* _OBJECTIVE_
Every line below must be reproduced exactly. Copy them all.

--- begin DATA RECORDS ---

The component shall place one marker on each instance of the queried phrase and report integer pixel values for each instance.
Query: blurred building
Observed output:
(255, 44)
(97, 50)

--- end DATA RECORDS ---

* _OUTPUT BELOW_
The component shall place one marker on each instance of the queried phrase and report integer pixel values for each instance.
Query: blurred building
Observed output:
(255, 44)
(97, 50)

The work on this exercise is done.